## [Reading text]
------

14. Where did most of your money go?

To creditors, and also K&G men’s superstore, and Kohl’s. I bought a lot of clothes this past fall.

15. What did you get really, really, really excited about?

No.

16. What song will always remind you of 2015?

“Can’t Feel My Face” by The Weeknd

17. Compared to this time last year, are you happier or sadder?

Happier.

ii. thinner or fatter?

Thinner. Which doesn’t weigh, but is in the fit of my clothes and the look of my face. I’ve lost maybe 15 pounds over the course of the last six months, but my clothes size has changed from pushing 40” waists to almost almost 34” waists. I have learned that upsizing to 2x shirts is my way forward though LOL

iii. richer or poorer?

I don’t know how to answer this. Make more money, owe more money. Fuck money. I really just want a fat windfall.

18. What do you wish you'd done more of?

Sex, but then, I couldn’t really so.

19. What do you wish you'd done less of?

I’d say drinking, but I actually feel that I drank a fully appropriate amount most of the time. And much, much less once I moved back into my sister’s house.

20. How did you spend the holidays?

I went to my mom in Pensacola for Thanksgiving and had venison lasagna, and tried rabbit, and did not touch turkey and had lots of weird white trashy dishes like onion pie and it was good.
Christmas was awful. Just the worst. Christmas eve had Lloyd and Megan and Lloyd’s sister and

Lloyd’s girlfriend (and my dental hygienist Monica and her awful African boyfriend) over to marathon the original trilogy Star Wars. I got fucking wasted because of Monica’s boyfriend and passed out halfway through A New Hope, which everyone else finished and then left the house (and all the lights on) and I woke up at 2:00 AM to an empty bright hell.

Christmas Day went to see The Force Awakens with Lloyd(‘s sister & gf) and it was ok. But then I was in a terrible mood from The Force Awakensover of it all, and went home and cried a lot. Like a lot.

23. What was your favorite TV program?

Girlfriends Guide to Divorce, Casual, You’re the Worst, Horrible People, Grey’s Anatomy, Game of Thrones, Supergirl, Flip or Flop, Property Brothers, Chopped, Daredevil, Jessica Jones

24. Do you hate anyone now that you didn't hate this time last year?

Yes and no. Several friend relationships went sideways on me last year in really inexplicable ways, but I think they’re being worked out? Whatever, grains of salt all around.

25. What was the best book you read?

------

[Point localization data]
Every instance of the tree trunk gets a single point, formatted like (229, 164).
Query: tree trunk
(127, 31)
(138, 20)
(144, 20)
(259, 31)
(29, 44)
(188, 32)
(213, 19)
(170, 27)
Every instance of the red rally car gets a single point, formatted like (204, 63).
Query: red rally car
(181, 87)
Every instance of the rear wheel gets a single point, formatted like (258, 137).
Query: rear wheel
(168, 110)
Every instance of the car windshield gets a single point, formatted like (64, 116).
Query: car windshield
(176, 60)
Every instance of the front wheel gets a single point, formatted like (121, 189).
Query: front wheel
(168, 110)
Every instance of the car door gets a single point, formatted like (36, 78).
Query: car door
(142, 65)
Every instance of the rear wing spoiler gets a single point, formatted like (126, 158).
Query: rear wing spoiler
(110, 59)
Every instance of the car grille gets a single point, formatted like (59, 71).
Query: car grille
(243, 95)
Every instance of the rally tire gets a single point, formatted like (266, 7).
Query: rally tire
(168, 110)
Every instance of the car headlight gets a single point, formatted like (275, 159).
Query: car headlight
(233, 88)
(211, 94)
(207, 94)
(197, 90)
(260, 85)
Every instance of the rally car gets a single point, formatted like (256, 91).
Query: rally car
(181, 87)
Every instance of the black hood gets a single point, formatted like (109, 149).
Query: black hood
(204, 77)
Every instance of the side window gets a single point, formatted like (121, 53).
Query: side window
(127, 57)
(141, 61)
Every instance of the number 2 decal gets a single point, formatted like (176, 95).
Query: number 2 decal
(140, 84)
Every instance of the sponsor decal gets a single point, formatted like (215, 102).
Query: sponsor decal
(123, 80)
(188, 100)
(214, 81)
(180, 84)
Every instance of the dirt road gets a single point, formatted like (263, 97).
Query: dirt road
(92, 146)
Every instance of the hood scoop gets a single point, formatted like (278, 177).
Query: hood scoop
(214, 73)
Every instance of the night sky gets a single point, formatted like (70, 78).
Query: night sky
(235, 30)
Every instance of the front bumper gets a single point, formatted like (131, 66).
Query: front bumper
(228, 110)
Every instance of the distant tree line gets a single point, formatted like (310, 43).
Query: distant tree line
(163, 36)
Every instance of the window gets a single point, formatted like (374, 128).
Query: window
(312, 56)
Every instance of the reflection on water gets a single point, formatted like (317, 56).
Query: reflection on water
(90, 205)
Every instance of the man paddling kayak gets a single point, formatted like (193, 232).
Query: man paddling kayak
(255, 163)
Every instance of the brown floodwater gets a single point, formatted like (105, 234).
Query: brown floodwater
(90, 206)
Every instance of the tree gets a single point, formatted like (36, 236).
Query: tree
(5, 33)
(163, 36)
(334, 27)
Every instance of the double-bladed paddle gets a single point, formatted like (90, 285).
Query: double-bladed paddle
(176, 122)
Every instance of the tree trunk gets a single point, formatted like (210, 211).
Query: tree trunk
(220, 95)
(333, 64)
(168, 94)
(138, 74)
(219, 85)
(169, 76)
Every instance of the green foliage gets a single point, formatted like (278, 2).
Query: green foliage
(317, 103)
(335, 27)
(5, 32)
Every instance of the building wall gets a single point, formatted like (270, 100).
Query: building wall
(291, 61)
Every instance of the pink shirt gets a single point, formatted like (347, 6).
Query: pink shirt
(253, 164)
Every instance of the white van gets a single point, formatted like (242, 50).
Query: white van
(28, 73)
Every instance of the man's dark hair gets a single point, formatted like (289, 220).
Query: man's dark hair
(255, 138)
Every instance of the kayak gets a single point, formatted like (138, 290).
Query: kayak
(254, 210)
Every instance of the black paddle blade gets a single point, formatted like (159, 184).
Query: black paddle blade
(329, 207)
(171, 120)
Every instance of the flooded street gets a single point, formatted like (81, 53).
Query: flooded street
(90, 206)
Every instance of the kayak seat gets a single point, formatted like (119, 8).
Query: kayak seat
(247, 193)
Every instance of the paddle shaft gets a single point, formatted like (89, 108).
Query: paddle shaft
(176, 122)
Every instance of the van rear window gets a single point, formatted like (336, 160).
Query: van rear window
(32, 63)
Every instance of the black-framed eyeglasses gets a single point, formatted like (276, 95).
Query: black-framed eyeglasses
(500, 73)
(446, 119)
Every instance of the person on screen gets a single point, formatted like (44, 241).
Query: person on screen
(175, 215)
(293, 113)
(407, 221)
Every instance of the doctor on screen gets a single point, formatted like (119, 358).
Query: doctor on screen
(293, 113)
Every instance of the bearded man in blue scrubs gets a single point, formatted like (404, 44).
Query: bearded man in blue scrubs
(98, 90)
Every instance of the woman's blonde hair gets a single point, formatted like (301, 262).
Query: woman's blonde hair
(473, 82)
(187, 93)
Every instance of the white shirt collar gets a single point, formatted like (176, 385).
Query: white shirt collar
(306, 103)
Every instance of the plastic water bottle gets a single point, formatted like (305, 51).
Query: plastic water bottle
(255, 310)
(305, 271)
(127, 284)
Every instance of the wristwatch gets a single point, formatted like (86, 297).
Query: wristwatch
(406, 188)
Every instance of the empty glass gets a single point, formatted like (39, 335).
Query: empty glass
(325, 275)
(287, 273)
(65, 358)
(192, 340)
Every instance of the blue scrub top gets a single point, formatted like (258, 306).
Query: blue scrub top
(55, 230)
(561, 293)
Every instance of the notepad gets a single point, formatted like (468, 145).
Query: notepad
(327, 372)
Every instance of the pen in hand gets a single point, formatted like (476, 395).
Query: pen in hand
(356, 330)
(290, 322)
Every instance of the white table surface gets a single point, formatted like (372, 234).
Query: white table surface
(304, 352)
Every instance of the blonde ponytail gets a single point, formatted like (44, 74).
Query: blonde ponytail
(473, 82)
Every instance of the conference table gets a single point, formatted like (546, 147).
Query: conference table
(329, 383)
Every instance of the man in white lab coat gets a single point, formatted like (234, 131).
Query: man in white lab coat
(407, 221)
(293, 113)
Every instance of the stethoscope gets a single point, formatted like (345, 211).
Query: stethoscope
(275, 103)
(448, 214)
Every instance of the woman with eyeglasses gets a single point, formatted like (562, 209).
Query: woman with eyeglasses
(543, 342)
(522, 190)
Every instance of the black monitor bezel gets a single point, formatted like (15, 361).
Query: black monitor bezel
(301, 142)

------

## [Action item A]
In the 2015 year-end questionnaire, which song does the writer say will always bring back 2015?
## [Action item B]
Rewrite the part of the 2015 year-end questionnaire starting with "To creditors, and" and going on through "really excited about?", switching "Kohl’s" to "Target".
## [Action item C]
Carry on the 2015 year-end questionnaire from where it stops.

## [Exercise result A]
"Can’t Feel My Face" by The Weeknd.

## [Exercise result B]
To creditors, and also K&G men’s superstore, and Target. I bought a lot of clothes this past fall.

15. What did you get really, really, really excited about?

## [Exercise result C]
Horns by Joe Hill. The Scarlet Gospels by Clive Barker. She-Hulk by Charles Soule & Javier Pulido.

26. What was your greatest musical discovery?

Tie: Future Islands, which have been around for a while; Chris Stapleton, who I guess has also been around forever.

FI’s lean, retro, pop-rock is from heaven. CS’s lean, retro, blues-country is from hell. Both are angelic.

27. What did you want and get?

A job I don’t hate.

28. What did you want and not get?

A lover.

29. What was your favorite film this year?

Movies are just not what they used to be. I can’t remember them as well after seeing them. Recent things that made me pretty happy: Tangerine, Mala Mala, Eastern Boys, Ant-Man, What Happened, Miss Simone?, Amy

30. What did you do on your birthday, and how old were you?

No memory of this occasion.

31. What one thing would have made your year immeasurably more satisfying?

Physical love. So lame.

32. How would you describe your personal fashion concept in 2015?

Off-work: asymmetrical retro-futurism. Or as my friend described my favorite hoodie: “Your sith lord cape.”

On-work: dapper as fuck.

33. What kept you sane?

Weekly Geeks Who Drink Trivia at the Alamo Drafthouse. They kept me from hermitizing myself completely and forgetting how to socialize with the straights.

34. Which celebrity/public figure did you fancy the most?

Stephen Colbert and Jennifer Lawrence

35. What political issue stirred you the most?

Domestic terrorism.

36. Who did you miss?

Amie in Brooklyn. Mila in Ohio. Tony in Chicago. The Faienzas in Pescara.

37. Who was the best new person you met?

I work with this delightful person named Sandra who is so effusive and genuine that she just makes me happy.

38. Tell us a valuable life lesson you learned in 2015.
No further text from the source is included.